▸ **Tugas yang Diberikan a**
Ambil dari daftar di bawah bentangan mulai baris yang memuat "task | put a marker on each instance of the range" sampai baris yang memuat "x=530, y=234", kedua baris itu ikut dihitung. Tulis ulang baris-baris tersebut persis tanpa perubahan apa pun.

▸ **Kutipan Teks**
Setelah Jepang terhimpit akibat kekalahannya pada Perang Dunia ke-2, kita tahu Jepang membentuk BPUPKI, atau Badan Penyelidik Usaha Persiapan Kemerdekaan Indonesia. Dalam sebuah sidang yang berlangsung sejak 29 Mei hingga 1 Juni 1945, pertanyaan besar yang muncul ke permukaan dalam sidang adalah, "Bila Indonesia merdeka, apa yang akan menjadi dasar negara?"

Mr. Muhammad Yamin, pada sidang tanggal 29 Mei 1945 mengemukakan lima dasar negara, yaitu: Peri Kebangsaan, Peri Kemanusiaan, Peri Ketuhanan, Peri Kerakyatan, dan Kesejahteraan Rakyat. Dua hari berikutnya, 31 Mei 1945, Dr. Supomo mengajukan lima dasar lain yang mirip, yaitu Persatuan, Kekeluargaan, Mufakat dan Demokrasi, Musyawarah, dan Keadilan Sosial.

Segenap peserta sidang kemudian mendapat pencerahan setelah Ir. Soekarno maju untuk berpidato tentang dasar negara yang digagasnya pada tanggal 1 Juni 1945. Lima dasar yang dikemukan oleh Sukarno adalah Kebangsaan, Kemanusiaan, Kerakyatan, Keadilan Sosial, dan Ketuhanan. Dasar-dasar itu diberi istilah Pancasila. Soekarno kemudian juga meringkas lagi lima hal itu menjadi tiga, atau disebut Trisila, yaitu Sosio-Nasionalisme, Sosio-Demokrasi, dan Ketuhanan. Terakhir, ia memaktubkan kelima hal itu dalam Ekasila, yaitu Gotong Royong.

▸ **Daftar yang Diberikan**
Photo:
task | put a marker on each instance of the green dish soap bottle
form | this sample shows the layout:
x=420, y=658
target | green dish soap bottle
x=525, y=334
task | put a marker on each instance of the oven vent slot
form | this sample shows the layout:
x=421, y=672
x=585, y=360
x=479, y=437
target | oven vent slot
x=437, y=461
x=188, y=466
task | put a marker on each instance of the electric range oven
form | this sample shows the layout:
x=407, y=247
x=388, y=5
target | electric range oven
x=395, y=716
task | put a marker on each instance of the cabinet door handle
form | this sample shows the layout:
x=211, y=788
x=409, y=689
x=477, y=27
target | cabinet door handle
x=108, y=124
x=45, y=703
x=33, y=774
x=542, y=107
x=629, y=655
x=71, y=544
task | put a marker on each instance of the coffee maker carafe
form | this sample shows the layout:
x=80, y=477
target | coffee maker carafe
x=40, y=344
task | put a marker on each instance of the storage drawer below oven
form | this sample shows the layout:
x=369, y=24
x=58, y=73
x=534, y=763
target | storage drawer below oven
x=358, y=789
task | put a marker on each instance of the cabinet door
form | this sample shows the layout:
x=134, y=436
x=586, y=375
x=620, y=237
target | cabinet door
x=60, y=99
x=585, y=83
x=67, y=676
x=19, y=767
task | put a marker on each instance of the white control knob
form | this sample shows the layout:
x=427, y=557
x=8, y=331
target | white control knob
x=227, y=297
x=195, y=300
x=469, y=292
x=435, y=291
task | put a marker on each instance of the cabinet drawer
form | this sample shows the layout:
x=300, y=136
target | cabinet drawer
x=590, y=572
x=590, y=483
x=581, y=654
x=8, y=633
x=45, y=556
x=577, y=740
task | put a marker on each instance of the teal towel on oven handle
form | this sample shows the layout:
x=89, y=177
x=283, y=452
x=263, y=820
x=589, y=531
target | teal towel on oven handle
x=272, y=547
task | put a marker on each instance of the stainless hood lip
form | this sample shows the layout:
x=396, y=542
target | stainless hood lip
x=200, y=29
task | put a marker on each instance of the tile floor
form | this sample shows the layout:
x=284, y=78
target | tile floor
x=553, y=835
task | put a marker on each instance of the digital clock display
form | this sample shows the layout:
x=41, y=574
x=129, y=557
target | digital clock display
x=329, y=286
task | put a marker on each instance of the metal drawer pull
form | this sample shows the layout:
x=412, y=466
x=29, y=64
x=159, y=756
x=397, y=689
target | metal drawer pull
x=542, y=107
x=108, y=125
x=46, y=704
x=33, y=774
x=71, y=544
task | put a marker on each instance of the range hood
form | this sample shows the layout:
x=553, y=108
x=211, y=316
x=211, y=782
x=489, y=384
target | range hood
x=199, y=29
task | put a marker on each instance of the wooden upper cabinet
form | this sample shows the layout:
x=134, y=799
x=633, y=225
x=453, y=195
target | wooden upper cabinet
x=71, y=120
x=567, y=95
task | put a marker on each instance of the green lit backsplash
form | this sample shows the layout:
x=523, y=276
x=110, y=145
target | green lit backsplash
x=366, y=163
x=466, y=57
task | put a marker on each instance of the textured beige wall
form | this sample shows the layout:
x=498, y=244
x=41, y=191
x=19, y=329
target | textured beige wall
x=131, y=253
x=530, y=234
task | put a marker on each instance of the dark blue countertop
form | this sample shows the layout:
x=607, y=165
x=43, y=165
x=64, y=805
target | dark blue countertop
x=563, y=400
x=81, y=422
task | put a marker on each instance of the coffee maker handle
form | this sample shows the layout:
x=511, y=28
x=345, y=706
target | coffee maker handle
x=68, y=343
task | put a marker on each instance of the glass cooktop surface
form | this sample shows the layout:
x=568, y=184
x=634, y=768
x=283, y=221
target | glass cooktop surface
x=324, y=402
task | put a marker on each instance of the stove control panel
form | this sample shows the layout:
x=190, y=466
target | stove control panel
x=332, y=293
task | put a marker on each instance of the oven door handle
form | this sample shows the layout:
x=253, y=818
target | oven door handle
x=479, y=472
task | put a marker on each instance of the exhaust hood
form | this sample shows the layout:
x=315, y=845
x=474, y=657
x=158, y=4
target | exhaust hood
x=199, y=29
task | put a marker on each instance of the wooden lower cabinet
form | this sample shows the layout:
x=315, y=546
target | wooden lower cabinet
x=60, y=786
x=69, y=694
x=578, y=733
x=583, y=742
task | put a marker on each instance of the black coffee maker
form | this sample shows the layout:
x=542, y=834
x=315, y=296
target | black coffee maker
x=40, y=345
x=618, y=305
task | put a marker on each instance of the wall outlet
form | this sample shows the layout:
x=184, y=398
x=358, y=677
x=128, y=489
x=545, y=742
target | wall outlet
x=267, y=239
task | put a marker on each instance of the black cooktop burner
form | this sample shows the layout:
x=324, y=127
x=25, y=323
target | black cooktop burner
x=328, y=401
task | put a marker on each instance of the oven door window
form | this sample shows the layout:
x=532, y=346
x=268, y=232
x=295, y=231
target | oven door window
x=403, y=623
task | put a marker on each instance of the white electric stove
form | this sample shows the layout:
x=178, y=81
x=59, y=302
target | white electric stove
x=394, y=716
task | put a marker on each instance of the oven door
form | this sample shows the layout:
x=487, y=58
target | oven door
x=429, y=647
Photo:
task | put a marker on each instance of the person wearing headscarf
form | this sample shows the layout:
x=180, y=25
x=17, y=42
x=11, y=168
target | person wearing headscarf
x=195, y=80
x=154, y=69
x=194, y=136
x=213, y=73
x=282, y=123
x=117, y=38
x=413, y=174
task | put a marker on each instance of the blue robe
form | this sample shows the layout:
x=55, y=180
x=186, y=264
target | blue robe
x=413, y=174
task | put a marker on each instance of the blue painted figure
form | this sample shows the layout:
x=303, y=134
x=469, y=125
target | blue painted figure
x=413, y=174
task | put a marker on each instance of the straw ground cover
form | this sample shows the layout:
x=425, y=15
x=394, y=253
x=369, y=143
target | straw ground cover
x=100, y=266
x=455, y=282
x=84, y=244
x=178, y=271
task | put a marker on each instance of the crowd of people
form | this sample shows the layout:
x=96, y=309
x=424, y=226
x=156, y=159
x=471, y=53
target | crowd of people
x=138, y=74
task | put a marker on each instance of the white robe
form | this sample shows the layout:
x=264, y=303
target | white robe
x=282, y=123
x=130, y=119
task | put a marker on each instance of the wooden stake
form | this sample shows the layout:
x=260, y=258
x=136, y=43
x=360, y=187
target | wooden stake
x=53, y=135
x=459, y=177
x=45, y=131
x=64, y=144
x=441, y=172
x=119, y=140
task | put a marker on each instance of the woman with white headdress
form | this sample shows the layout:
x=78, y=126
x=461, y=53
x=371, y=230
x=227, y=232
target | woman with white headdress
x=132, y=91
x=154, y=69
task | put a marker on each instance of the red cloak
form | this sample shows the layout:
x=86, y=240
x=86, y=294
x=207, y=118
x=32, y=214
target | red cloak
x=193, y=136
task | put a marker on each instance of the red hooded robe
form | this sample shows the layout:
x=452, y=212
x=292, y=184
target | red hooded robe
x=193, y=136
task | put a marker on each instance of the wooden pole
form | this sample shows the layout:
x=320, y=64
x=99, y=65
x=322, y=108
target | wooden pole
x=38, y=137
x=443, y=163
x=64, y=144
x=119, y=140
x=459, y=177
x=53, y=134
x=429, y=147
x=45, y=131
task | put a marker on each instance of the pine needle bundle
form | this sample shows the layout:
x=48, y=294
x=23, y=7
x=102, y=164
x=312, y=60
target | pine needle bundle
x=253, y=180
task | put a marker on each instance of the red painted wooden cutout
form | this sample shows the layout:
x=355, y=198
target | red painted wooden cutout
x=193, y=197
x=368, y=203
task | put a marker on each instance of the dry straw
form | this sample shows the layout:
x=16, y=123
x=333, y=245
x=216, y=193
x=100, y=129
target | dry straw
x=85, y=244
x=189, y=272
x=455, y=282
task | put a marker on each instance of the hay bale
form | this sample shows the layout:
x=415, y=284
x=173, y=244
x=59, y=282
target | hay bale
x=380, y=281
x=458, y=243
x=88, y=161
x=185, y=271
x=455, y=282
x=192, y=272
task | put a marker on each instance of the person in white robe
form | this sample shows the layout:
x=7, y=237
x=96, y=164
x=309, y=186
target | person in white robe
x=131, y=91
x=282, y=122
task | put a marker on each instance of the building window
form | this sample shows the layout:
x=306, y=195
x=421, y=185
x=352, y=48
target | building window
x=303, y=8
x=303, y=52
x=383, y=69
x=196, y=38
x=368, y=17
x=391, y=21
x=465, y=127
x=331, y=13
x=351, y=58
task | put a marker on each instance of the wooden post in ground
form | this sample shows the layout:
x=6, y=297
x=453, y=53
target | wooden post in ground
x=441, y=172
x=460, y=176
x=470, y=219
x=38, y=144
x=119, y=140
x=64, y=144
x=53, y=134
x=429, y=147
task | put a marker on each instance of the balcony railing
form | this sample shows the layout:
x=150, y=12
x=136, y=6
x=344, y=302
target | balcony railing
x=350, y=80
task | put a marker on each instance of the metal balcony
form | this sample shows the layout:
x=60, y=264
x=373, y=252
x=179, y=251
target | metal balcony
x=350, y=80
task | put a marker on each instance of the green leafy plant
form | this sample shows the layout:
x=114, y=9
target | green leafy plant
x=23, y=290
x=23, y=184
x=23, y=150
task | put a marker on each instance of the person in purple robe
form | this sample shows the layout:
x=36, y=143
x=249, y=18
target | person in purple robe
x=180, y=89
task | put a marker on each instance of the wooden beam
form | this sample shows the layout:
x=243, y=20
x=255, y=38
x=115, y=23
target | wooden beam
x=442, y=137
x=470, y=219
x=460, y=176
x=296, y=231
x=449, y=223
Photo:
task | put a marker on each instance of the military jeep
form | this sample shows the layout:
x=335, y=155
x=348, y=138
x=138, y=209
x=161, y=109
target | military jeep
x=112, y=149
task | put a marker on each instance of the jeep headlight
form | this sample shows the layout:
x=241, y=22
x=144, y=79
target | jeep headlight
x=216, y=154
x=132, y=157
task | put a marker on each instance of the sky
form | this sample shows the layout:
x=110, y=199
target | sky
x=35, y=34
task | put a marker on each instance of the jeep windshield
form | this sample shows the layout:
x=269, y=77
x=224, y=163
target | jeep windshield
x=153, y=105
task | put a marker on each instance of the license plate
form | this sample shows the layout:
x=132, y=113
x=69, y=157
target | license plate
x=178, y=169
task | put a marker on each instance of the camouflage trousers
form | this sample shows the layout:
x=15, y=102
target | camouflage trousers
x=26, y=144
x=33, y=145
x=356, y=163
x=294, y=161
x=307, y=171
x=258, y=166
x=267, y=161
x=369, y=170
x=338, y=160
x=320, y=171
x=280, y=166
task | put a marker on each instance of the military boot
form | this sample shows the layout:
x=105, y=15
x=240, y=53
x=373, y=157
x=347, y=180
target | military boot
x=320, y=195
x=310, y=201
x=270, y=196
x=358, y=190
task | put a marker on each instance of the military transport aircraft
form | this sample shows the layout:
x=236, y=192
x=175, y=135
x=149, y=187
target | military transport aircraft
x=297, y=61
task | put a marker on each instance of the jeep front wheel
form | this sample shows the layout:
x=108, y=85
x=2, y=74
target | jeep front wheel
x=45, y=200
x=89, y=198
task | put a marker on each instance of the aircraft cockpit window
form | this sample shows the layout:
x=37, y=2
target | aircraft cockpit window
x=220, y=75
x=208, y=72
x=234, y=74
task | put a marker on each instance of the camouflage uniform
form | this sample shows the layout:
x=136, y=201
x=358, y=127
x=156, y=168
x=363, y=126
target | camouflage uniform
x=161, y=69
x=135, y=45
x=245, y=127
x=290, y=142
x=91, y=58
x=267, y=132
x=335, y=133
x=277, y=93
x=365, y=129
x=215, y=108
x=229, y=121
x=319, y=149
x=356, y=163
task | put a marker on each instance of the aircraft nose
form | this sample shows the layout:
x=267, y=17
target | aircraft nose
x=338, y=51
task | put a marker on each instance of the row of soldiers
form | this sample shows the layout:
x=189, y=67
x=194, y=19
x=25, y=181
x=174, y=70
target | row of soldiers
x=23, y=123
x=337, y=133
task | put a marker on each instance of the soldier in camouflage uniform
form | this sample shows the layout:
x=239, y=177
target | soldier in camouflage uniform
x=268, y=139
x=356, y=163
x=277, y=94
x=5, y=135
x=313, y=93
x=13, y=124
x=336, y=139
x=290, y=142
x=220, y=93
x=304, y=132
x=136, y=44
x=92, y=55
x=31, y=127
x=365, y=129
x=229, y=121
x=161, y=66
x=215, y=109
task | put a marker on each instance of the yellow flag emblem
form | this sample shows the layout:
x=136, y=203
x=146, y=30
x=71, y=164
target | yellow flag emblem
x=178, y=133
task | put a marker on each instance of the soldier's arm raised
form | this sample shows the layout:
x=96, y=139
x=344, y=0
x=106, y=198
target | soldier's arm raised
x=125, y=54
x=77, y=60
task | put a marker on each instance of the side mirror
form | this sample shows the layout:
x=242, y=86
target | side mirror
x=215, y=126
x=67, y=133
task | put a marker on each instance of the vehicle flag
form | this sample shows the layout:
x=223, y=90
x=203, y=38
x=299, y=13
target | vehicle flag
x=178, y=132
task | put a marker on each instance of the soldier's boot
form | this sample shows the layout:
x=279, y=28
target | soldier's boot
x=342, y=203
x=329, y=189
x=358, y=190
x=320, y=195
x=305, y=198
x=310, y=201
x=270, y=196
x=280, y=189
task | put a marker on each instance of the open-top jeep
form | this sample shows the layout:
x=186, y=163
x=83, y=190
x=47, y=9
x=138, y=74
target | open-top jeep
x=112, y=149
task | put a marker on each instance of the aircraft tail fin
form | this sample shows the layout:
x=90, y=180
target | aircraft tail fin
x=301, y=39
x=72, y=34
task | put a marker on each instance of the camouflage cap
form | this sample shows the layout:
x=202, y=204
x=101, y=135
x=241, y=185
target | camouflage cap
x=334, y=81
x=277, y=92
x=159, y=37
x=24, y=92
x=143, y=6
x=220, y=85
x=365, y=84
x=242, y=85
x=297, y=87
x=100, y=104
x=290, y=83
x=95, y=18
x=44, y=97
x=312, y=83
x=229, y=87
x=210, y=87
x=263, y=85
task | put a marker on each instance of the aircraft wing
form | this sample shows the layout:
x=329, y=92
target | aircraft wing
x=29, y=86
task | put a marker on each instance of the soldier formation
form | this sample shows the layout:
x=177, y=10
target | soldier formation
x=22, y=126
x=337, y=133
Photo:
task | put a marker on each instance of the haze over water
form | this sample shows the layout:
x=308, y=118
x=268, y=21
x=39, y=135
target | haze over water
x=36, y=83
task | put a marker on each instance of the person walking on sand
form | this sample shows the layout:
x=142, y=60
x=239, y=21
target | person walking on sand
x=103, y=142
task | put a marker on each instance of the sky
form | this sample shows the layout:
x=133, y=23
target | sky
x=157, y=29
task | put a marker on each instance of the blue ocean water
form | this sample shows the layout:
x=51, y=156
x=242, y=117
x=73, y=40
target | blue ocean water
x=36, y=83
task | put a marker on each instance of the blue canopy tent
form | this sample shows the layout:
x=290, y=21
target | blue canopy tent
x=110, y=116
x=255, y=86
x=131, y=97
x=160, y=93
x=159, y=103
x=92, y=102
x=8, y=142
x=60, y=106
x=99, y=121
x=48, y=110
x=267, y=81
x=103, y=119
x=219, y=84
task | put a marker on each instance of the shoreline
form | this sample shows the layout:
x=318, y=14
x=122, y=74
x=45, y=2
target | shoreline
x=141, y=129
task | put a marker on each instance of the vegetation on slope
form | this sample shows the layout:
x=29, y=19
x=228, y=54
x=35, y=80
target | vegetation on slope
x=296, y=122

▸ **Tugas yang Diberikan b**
Jawab pertanyaan berikut berdasarkan kutipan teks tentang dasar negara:
(i) Dari tanggal berapa sampai tanggal berapa sidang BPUPKI itu berlangsung?
(ii) Siapa yang mengajukan lima dasar pada 31 Mei 1945?
(iii) Apa isi Ekasila yang dirumuskan Soekarno?

▸ **Jawaban Lengkap a**
task | put a marker on each instance of the range hood
form | this sample shows the layout:
x=553, y=108
x=211, y=316
x=211, y=782
x=489, y=384
target | range hood
x=199, y=29
task | put a marker on each instance of the wooden upper cabinet
form | this sample shows the layout:
x=134, y=799
x=633, y=225
x=453, y=195
target | wooden upper cabinet
x=71, y=120
x=567, y=95
task | put a marker on each instance of the green lit backsplash
form | this sample shows the layout:
x=523, y=276
x=110, y=145
target | green lit backsplash
x=366, y=163
x=466, y=57
task | put a marker on each instance of the textured beige wall
form | this sample shows the layout:
x=498, y=244
x=41, y=191
x=19, y=329
target | textured beige wall
x=131, y=253
x=530, y=234

▸ **Jawaban Lengkap b**
(i) Sejak 29 Mei hingga 1 Juni 1945.
(ii) Dr. Supomo.
(iii) Gotong Royong.